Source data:

——

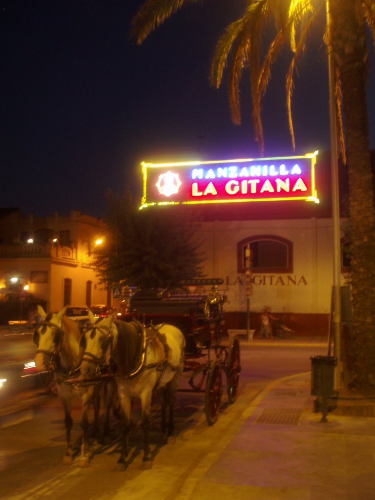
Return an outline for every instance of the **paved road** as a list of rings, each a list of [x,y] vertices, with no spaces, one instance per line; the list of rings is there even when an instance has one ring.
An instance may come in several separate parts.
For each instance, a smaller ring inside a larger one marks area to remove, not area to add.
[[[117,464],[120,430],[114,419],[110,441],[106,444],[92,443],[88,468],[78,467],[77,460],[72,466],[63,465],[65,436],[62,412],[56,398],[45,398],[33,410],[20,414],[20,423],[0,429],[0,498],[9,500],[104,500],[126,496],[131,500],[148,500],[156,496],[166,500],[188,498],[192,491],[192,485],[200,480],[210,464],[223,453],[243,423],[242,416],[257,400],[261,392],[280,378],[308,372],[310,356],[324,354],[326,350],[322,345],[296,347],[286,343],[277,346],[270,342],[242,342],[239,396],[230,405],[224,396],[219,418],[214,426],[207,425],[204,394],[179,392],[176,434],[164,445],[158,430],[158,406],[153,407],[154,460],[150,468],[145,468],[142,462],[142,436],[138,427],[132,434],[127,468]],[[182,388],[185,386],[186,381]],[[76,439],[80,434],[77,405],[74,415],[73,436]],[[136,406],[134,418],[139,415]],[[225,458],[224,454],[222,459]],[[205,494],[202,498],[206,498],[206,492]]]

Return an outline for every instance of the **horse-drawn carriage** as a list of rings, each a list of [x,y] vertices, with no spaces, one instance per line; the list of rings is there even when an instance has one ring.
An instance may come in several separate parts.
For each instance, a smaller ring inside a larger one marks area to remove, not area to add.
[[[196,280],[201,286],[218,280]],[[124,318],[144,324],[166,323],[178,328],[186,342],[184,372],[196,391],[206,382],[204,406],[210,425],[216,422],[223,392],[223,373],[230,402],[237,398],[240,372],[240,342],[228,337],[222,314],[224,298],[214,285],[207,293],[170,293],[140,290],[132,296]]]
[[[38,346],[36,364],[40,371],[53,366],[65,412],[66,461],[70,462],[73,455],[70,402],[74,394],[82,402],[80,463],[85,466],[88,463],[88,404],[94,404],[96,430],[101,386],[108,396],[104,434],[109,430],[113,395],[118,396],[123,424],[120,462],[126,462],[129,453],[134,398],[142,402],[144,460],[151,460],[150,411],[156,388],[160,390],[162,396],[162,430],[167,439],[173,433],[175,394],[184,372],[188,374],[190,386],[195,390],[200,390],[206,382],[206,418],[210,425],[216,422],[223,392],[223,372],[232,403],[237,396],[240,372],[238,338],[224,334],[223,302],[216,286],[208,294],[199,294],[140,290],[134,294],[124,320],[115,320],[114,314],[96,318],[89,311],[90,322],[83,332],[76,322],[66,316],[67,306],[48,314],[40,308],[42,320],[34,336]]]

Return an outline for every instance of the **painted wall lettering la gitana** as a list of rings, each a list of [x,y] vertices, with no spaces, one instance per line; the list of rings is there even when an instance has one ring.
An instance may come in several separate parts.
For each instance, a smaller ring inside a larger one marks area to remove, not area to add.
[[[141,208],[292,200],[318,202],[315,186],[318,153],[212,162],[143,162]]]
[[[225,284],[228,286],[234,284],[244,284],[246,283],[244,276],[238,275],[233,278],[229,276],[226,278]],[[306,285],[308,282],[302,274],[253,274],[250,280],[250,284],[256,286],[278,285],[282,286]]]

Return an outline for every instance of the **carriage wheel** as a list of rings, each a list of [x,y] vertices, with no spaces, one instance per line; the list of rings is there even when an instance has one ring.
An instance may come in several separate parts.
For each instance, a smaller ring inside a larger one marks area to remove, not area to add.
[[[207,374],[207,370],[202,370],[194,374],[189,380],[189,384],[194,390],[200,390]]]
[[[208,370],[206,386],[204,410],[207,423],[212,426],[218,420],[222,394],[222,366],[216,361]]]
[[[240,364],[240,342],[234,337],[229,348],[228,364],[226,366],[226,390],[230,403],[237,399],[241,366]]]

——

To be done:
Retype everything in the material word for word, minus pictures.

Exercise output:
Return an outline for every instance of the **paved road** as a list of rings, each a list of [x,y] vertices, with no spaces, one instance per line; the list of rings is there even when an instance has one ring.
An instance may come in several separate parts.
For each instance, a smaller ring inside a larger one marks area to remove, not area to add.
[[[117,464],[120,430],[114,419],[110,441],[106,444],[92,443],[88,468],[78,467],[77,460],[72,466],[63,465],[65,436],[62,412],[56,398],[45,398],[33,410],[20,414],[20,423],[0,429],[0,498],[9,500],[104,500],[126,496],[131,500],[148,500],[156,496],[166,500],[188,498],[192,491],[192,485],[200,480],[210,464],[223,453],[243,423],[242,416],[257,400],[261,392],[280,378],[308,372],[310,356],[324,354],[326,350],[322,345],[296,347],[286,343],[277,346],[270,342],[242,342],[239,396],[230,405],[224,396],[219,418],[214,426],[207,425],[204,394],[179,392],[176,434],[164,445],[158,430],[158,406],[153,407],[154,460],[150,468],[145,468],[142,462],[142,436],[138,427],[132,434],[127,468]],[[182,388],[185,386],[186,381]],[[76,439],[80,434],[77,405],[74,415],[73,436]],[[136,406],[134,418],[139,415]],[[225,458],[224,454],[222,459]],[[205,494],[202,498],[206,498],[206,492]]]

Return an outline for every instance of the **horse-drawn carriage** as a list of rings, each a list of [x,y] vertices, with no spaces, one instance per line; the list of rings is there even when an instance has one ring.
An instance may come in several separate parts.
For each instance, a smaller ring inside a larger one marks area to remove, not area to add.
[[[196,280],[201,286],[218,280]],[[124,318],[144,324],[166,323],[178,328],[186,342],[184,372],[196,391],[206,382],[204,406],[210,425],[216,422],[223,392],[223,373],[230,402],[237,398],[240,372],[240,342],[228,337],[222,314],[224,298],[214,285],[207,293],[170,293],[140,290],[132,296]]]
[[[38,346],[36,364],[40,371],[53,366],[65,412],[66,461],[70,462],[73,455],[70,402],[74,394],[82,402],[80,463],[85,466],[88,463],[88,404],[94,404],[96,430],[101,386],[108,396],[104,434],[109,430],[113,395],[118,396],[123,424],[120,462],[126,462],[129,453],[134,398],[142,402],[144,460],[151,460],[150,411],[156,388],[160,390],[162,396],[162,430],[167,439],[173,433],[175,394],[184,372],[188,374],[190,386],[195,390],[200,390],[206,382],[206,418],[210,425],[216,422],[223,392],[223,372],[232,403],[237,396],[240,372],[238,338],[224,334],[223,302],[216,286],[208,294],[199,294],[140,290],[134,294],[124,320],[115,320],[114,314],[96,318],[89,311],[90,322],[83,332],[76,322],[66,316],[67,306],[48,314],[40,308],[42,320],[34,336]]]

Return an outline for every instance of the **painted wall lettering la gitana** as a list of rings, each a list of [x,y] vertices, with no spaces, one instance per line; the list of rings is there even when an instance has one ring.
An instance may come in several separate parts.
For each instance, a smaller ring inside a larger one marks area to remove, not area to add.
[[[141,208],[292,200],[318,202],[315,186],[318,153],[212,162],[143,162]]]
[[[225,284],[228,286],[234,284],[244,284],[246,283],[244,276],[238,275],[233,278],[229,276],[226,278]],[[306,285],[308,282],[302,274],[253,274],[250,280],[250,284],[256,286],[278,285],[282,286]]]

Return an outline for every instance of the **carriage wheel** as a list of rings, each a list of [x,y] vertices, with no spaces, one instance per line; the list of rings is there even when an instance has one ring.
An instance may come in several separate parts.
For each instance, a smaller ring inside a larger one marks area to remove, not area to add.
[[[207,374],[207,370],[202,370],[194,374],[189,380],[189,384],[194,390],[200,390]]]
[[[208,370],[206,386],[204,410],[207,423],[212,426],[218,420],[222,394],[222,366],[216,361]]]
[[[240,364],[240,342],[234,337],[229,348],[228,364],[226,366],[226,390],[230,403],[237,399],[241,366]]]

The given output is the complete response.